* Given task *
Arrange the records below as a Markdown table with two columns, Row and Line. Number each row and skip any blank lines.
****************
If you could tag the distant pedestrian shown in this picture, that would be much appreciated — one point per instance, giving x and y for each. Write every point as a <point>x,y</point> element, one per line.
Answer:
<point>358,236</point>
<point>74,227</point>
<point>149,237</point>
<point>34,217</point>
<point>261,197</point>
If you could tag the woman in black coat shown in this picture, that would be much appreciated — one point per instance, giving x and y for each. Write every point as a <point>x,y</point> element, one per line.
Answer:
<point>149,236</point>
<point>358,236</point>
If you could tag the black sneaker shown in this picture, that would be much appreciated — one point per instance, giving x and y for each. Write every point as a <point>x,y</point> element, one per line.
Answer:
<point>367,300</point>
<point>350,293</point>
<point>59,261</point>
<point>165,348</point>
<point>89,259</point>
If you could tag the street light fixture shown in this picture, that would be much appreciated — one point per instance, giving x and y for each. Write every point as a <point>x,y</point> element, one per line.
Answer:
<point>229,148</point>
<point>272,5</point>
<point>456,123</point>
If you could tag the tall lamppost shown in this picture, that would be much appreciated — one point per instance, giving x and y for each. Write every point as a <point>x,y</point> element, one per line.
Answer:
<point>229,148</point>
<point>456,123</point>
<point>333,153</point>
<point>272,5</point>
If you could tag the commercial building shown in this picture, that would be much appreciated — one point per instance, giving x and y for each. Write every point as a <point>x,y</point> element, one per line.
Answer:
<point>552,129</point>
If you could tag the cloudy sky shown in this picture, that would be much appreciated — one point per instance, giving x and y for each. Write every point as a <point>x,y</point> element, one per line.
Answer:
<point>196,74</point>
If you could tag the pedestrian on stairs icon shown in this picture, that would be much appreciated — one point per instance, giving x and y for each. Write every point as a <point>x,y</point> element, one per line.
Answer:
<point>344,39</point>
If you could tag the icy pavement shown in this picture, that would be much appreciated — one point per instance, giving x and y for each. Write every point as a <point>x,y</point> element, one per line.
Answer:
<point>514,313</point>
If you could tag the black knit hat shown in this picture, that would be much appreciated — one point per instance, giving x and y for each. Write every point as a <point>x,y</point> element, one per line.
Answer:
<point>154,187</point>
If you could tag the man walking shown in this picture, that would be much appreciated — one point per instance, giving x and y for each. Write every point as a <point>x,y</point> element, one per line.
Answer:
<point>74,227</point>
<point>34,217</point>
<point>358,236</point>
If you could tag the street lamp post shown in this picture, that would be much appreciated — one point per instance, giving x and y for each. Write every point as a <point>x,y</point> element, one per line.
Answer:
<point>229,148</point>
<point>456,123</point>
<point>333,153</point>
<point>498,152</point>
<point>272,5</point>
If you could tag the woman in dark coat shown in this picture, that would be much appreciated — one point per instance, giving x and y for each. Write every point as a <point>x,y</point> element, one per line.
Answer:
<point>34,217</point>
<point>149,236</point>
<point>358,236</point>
****************
* Full answer *
| Row | Line |
|---|---|
| 1 | If you could tag the distant pedestrian shown in this picture, that would be much appreciated — one point per instance, giving x and y for each. Write every point as a <point>x,y</point> element, one per line. |
| 2 | Answer: |
| 3 | <point>358,236</point> |
| 4 | <point>74,227</point> |
| 5 | <point>149,237</point> |
| 6 | <point>34,217</point> |
| 7 | <point>261,197</point> |
| 8 | If you could tag the woman in black coat shown in this picture, that would be much appreciated — one point per instance, giving x and y for each. Write every point as a <point>x,y</point> element, one per line. |
| 9 | Answer: |
| 10 | <point>149,236</point> |
| 11 | <point>358,236</point> |
| 12 | If you could tag the black sneaker shown in this picture, that would be much appreciated — one point per instance, giving x and y for each. Write every point as a <point>x,y</point> element, one per line. |
| 13 | Answer: |
| 14 | <point>367,300</point> |
| 15 | <point>350,293</point> |
| 16 | <point>59,261</point> |
| 17 | <point>165,348</point> |
| 18 | <point>89,259</point> |
| 19 | If you could tag the street light fixture shown in this picture, that would be much appreciated — one point per instance, giving x and y for each. Write every point as a <point>x,y</point> element, one per line. |
| 20 | Answer: |
| 21 | <point>229,148</point> |
| 22 | <point>272,5</point> |
| 23 | <point>456,123</point> |
| 24 | If you could tag the tall lamppost shown in this picture, that would be much appreciated — one point per instance, giving x and y for each. Write every point as a <point>x,y</point> element, one per line. |
| 25 | Answer: |
| 26 | <point>229,148</point> |
| 27 | <point>456,123</point> |
| 28 | <point>333,153</point> |
| 29 | <point>272,5</point> |
| 30 | If you could tag the commercial building shown in this picture, that would be much appreciated — one point per instance, giving x and y for each. Write every point as a <point>x,y</point> element, one per line. |
| 31 | Answer: |
| 32 | <point>552,129</point> |
| 33 | If you could tag the cloudy sky shown in this picture, that would be much appreciated — one point per instance, giving x and y for each. Write every point as a <point>x,y</point> element, one per line. |
| 34 | Answer: |
| 35 | <point>196,74</point> |
| 36 | If you could tag the pedestrian on stairs icon shown in this picture, that would be much appreciated — one point per instance, giving x and y for each. Write every point as a <point>x,y</point> element, one per line. |
| 37 | Answer: |
| 38 | <point>344,39</point> |
| 39 | If you could tag the icy pavement shown in this picture, that would be much appreciated — one point per instance, giving x and y for each. Write every point as a <point>x,y</point> element, one per line. |
| 40 | Answer: |
| 41 | <point>514,313</point> |
| 42 | If you could tag the black knit hat shown in this picture, that would be much appreciated — one point per instance, giving x and y for each. Write every point as a <point>x,y</point> element, one per line. |
| 43 | Answer: |
| 44 | <point>154,187</point> |
| 45 | If you could tag the man walking shown in this picture, that would be much appreciated — one point per instance, giving x and y for each. Write every point as a <point>x,y</point> element, one per line. |
| 46 | Answer: |
| 47 | <point>74,227</point> |
| 48 | <point>34,217</point> |
| 49 | <point>358,236</point> |
| 50 | If you could tag the street lamp post shown in this picture, that would be much appreciated — one point per instance, giving x and y for each. Write every point as a <point>x,y</point> element, one per line. |
| 51 | Answer: |
| 52 | <point>229,148</point> |
| 53 | <point>456,123</point> |
| 54 | <point>333,153</point> |
| 55 | <point>498,152</point> |
| 56 | <point>272,5</point> |
| 57 | If you could tag the woman in dark coat shown in this picture, that would be much appreciated — one point per instance, giving x and y for each. Write every point as a <point>x,y</point> element, one per line. |
| 58 | Answer: |
| 59 | <point>34,217</point> |
| 60 | <point>149,236</point> |
| 61 | <point>358,236</point> |